# [HOW TO COMPLETE THIS TASK]
Would you give the entries below again in full, exactly as they stand?

▶

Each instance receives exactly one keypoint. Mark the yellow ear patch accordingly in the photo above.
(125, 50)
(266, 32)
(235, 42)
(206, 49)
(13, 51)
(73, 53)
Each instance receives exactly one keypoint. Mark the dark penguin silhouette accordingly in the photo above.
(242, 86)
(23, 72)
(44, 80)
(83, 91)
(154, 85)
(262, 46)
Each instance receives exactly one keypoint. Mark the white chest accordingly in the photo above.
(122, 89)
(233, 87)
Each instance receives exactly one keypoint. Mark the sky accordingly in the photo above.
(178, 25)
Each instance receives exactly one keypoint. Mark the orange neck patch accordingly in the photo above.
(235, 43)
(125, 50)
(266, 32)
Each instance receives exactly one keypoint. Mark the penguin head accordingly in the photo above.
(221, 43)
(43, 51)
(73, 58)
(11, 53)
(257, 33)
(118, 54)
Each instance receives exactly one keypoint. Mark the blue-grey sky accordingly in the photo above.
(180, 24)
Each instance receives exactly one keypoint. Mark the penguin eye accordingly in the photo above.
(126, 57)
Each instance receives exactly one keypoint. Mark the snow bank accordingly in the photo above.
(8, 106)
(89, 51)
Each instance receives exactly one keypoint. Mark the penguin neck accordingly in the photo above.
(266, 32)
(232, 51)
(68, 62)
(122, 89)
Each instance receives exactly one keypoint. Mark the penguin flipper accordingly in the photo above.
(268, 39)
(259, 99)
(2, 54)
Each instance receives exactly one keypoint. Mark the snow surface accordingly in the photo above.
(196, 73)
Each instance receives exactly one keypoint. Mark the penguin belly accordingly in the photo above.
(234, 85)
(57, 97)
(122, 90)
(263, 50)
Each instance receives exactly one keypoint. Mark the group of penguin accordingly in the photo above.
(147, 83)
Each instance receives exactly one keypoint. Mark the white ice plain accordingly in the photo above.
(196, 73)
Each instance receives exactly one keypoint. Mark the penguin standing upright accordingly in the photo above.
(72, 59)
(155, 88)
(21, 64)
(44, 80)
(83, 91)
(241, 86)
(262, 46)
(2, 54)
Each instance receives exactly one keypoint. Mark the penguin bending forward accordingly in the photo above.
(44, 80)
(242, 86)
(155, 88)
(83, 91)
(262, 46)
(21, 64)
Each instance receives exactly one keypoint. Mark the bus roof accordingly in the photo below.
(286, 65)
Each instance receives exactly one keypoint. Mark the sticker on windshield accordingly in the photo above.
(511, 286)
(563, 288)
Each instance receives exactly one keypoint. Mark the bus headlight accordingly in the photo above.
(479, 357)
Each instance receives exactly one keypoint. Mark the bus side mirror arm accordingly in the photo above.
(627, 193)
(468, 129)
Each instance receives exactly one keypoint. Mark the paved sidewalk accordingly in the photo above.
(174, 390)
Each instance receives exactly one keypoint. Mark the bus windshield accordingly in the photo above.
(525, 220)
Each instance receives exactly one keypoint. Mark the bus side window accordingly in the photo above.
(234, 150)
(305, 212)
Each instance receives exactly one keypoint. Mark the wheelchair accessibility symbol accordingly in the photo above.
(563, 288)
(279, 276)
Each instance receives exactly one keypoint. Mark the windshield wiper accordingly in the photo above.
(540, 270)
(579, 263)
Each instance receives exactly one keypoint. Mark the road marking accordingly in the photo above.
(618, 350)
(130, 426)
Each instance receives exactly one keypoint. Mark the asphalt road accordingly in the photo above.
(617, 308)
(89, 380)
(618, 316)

◀

# [RESPONSE BOX]
Each instance receives exactly one keypoint. Mark the yellow ear patch accordingly in the photo above.
(125, 50)
(266, 32)
(235, 42)
(206, 49)
(13, 51)
(73, 53)
Each instance receives exactly one keypoint. Mark the dark penguin silhouette accordingly in the photo above.
(242, 86)
(23, 72)
(44, 80)
(83, 91)
(154, 85)
(262, 46)
Each instance receives exactly one keypoint. Mark the white chest accordingly in the photo above.
(122, 89)
(233, 87)
Each instance receives exactly one keypoint. Mark the sky accordingly in the photo above.
(178, 25)
Each instance receives exactly one keypoint. Mark the orange neck patch accordingly in the photo above.
(235, 43)
(125, 50)
(266, 32)
Each instance receives exactly one keypoint. Mark the penguin head accordingly in the photo above.
(221, 43)
(43, 51)
(73, 58)
(11, 53)
(257, 33)
(118, 54)
Each instance receives exactly one keypoint. Mark the blue-grey sky accordingly in the photo above.
(180, 24)
Each instance receives exactly one keypoint. Mark the penguin eye accordingly in the photo above.
(126, 57)
Each instance receives exactly one keypoint. Mark the snow bank accordingly in the photo above.
(8, 106)
(89, 51)
Each instance receives exactly one keypoint. Mark the penguin neck accordingly in the photo above.
(266, 32)
(232, 51)
(68, 62)
(122, 89)
Each instance receives exactly one keypoint. Mark the penguin flipper accordingly in the photo above.
(268, 39)
(259, 99)
(2, 54)
Each instance receives exactly one keypoint. Mark the snow surface accordingly in the photo above.
(196, 73)
Each instance receives exactly one keypoint. Mark the penguin belly accordingly in the photo above.
(234, 85)
(57, 97)
(122, 90)
(263, 50)
Each instance receives exactly one keypoint. Mark the group of penguin accordingly in the photo above.
(147, 83)
Each instance receives exactly one keypoint. Mark the white ice plain accordingly in the photo above.
(196, 73)
Each instance receives exactly one keypoint. Mark the penguin standing upright accordingly in the photo above.
(72, 59)
(155, 88)
(21, 64)
(44, 80)
(83, 91)
(241, 86)
(262, 46)
(2, 54)
Each instance receives exactly one keypoint. Mark the penguin bending forward accordingly in the photo above.
(44, 80)
(242, 86)
(155, 88)
(83, 91)
(262, 46)
(21, 64)
Each instance receives exactly one keypoint. Mark the bus roof accordingly in the photo below.
(286, 65)
Each instance receives exactly one keypoint. Mark the sticker on windshield accordingly in the photo above.
(511, 286)
(563, 288)
Each instance receives exactly one keypoint. Mark the bus headlight accordingly in the photo above.
(479, 357)
Each instance receives exactly one keypoint. Mark the bus side mirror arm accordingly in the photo above.
(627, 193)
(468, 129)
Each instance receives exactly one keypoint. Mark the paved sidewalk accordingly in the photo above.
(174, 390)
Each instance receives exactly one keypoint. Mark the bus windshield accordingly in the photo above.
(525, 220)
Each instance receives exactly one keypoint. Mark the bus side window accordingly in the photo above.
(234, 150)
(305, 212)
Each instance receives exactly one keypoint. Mark the wheelchair accessibility symbol accordingly in the photo above.
(563, 288)
(279, 276)
Each instance receives exactly one keypoint. Mark the windshield wiper accordingly in the photo above.
(540, 270)
(579, 263)
Each instance receives exactly one keypoint. Mark the road marking accordingly in the photo above.
(618, 350)
(130, 426)
Each instance receives exactly one keypoint. Mark the asphalt road accordingly in the photo above.
(617, 308)
(89, 380)
(618, 316)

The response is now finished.